| EXERCÍCIO ESCRITO 1 |
Por favor, reproduza na íntegra o texto sobre os mortos do 25 de Abril.
| EXERCÍCIO ESCRITO 2 |
Reescreva as linhas do conjunto de dados começando na que contém "photo below, one" e terminando na que contém "<point>555,503</point>", com "Target" substituído por "Class" e todo o resto sem alteração.

| TEXTO FORNECIDO |
· · ·

“É o dia mais feliz da minha vida”, gritou João Arruda (interpretado por Rafael Paes), dirigindo-se euforicamente para a porta da rua, ignorando os avisos dados pelo caseiro que previa o pior. Aquele dia “felizardo”, o 25 de Abril de 1974, hoje uma celebração que adquiriu o digno título de “Dia da Liberdade”, é, para todo o caso, o último dia daquele jovem sonhador que cresceu num país errado. Infelizmente, não esteve sozinho nesse “derradeiro amanhecer”; juntamente com mais quatro, morreu à porta da Sede da PIDE durante a sua repentina desmantelação. As suas histórias, timidamente encobertas para não defraudar a romantização do dia, foram pouco a pouco investigadas, desvendadas e divulgadas, nem que seja através do livro de Fábio Monteiro (“Esquecidos em Abril: Os mortos da revolução sem sangue”), o qual serviram de mote ao realizador após a sua descoberta macabra – “Afinal morreu gente na Revolução Sem Sangue!!”

· · ·

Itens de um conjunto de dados
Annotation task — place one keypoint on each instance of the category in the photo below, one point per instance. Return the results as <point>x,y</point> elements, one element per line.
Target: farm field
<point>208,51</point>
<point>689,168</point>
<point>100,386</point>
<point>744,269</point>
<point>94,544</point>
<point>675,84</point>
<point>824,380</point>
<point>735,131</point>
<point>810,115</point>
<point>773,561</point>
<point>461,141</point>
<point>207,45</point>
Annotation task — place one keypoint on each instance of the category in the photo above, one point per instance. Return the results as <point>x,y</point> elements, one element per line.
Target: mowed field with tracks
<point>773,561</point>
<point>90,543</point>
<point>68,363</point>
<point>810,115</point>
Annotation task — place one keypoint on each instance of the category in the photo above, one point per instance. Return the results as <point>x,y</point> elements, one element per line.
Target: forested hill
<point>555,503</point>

· · ·

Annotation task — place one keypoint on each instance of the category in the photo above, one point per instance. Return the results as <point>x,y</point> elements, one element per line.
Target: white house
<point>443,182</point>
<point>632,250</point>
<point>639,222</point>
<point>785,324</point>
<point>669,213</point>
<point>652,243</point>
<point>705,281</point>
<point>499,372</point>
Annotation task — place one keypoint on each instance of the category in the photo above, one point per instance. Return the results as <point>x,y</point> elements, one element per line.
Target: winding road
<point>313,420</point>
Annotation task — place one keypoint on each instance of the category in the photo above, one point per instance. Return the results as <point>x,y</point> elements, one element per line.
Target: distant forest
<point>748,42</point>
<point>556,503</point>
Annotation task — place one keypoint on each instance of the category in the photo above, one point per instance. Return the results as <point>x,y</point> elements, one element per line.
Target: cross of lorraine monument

· · ·

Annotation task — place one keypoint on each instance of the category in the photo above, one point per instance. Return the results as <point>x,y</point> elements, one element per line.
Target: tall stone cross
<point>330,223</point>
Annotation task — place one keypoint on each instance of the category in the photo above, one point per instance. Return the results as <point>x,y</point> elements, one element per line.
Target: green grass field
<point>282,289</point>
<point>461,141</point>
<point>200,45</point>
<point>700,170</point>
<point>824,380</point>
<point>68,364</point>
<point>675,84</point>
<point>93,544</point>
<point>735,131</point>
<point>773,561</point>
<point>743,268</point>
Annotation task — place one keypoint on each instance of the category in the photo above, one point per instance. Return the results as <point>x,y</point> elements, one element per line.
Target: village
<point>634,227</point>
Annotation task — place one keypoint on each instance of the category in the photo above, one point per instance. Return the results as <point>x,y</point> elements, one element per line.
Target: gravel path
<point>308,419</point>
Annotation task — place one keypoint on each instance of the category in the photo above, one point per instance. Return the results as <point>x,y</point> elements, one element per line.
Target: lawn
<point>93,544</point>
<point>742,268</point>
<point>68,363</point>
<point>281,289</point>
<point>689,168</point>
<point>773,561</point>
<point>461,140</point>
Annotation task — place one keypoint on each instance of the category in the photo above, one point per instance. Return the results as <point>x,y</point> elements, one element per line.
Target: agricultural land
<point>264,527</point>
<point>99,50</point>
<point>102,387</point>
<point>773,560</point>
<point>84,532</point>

· · ·

| RESPOSTA 1 |
“É o dia mais feliz da minha vida”, gritou João Arruda (interpretado por Rafael Paes), dirigindo-se euforicamente para a porta da rua, ignorando os avisos dados pelo caseiro que previa o pior. Aquele dia “felizardo”, o 25 de Abril de 1974, hoje uma celebração que adquiriu o digno título de “Dia da Liberdade”, é, para todo o caso, o último dia daquele jovem sonhador que cresceu num país errado. Infelizmente, não esteve sozinho nesse “derradeiro amanhecer”; juntamente com mais quatro, morreu à porta da Sede da PIDE durante a sua repentina desmantelação. As suas histórias, timidamente encobertas para não defraudar a romantização do dia, foram pouco a pouco investigadas, desvendadas e divulgadas, nem que seja através do livro de Fábio Monteiro (“Esquecidos em Abril: Os mortos da revolução sem sangue”), o qual serviram de mote ao realizador após a sua descoberta macabra – “Afinal morreu gente na Revolução Sem Sangue!!”

| RESPOSTA 2 |
Annotation task — place one keypoint on each instance of the category in the photo below, one point per instance. Return the results as <point>x,y</point> elements, one element per line.
Class: farm field
<point>208,51</point>
<point>689,168</point>
<point>100,386</point>
<point>744,269</point>
<point>94,544</point>
<point>675,84</point>
<point>824,380</point>
<point>735,131</point>
<point>810,115</point>
<point>773,561</point>
<point>461,141</point>
<point>207,45</point>
Annotation task — place one keypoint on each instance of the category in the photo above, one point per instance. Return the results as <point>x,y</point> elements, one element per line.
Class: mowed field with tracks
<point>773,561</point>
<point>90,543</point>
<point>68,363</point>
<point>810,115</point>
Annotation task — place one keypoint on each instance of the category in the photo above, one point per instance. Return the results as <point>x,y</point> elements, one element per line.
Class: forested hill
<point>555,503</point>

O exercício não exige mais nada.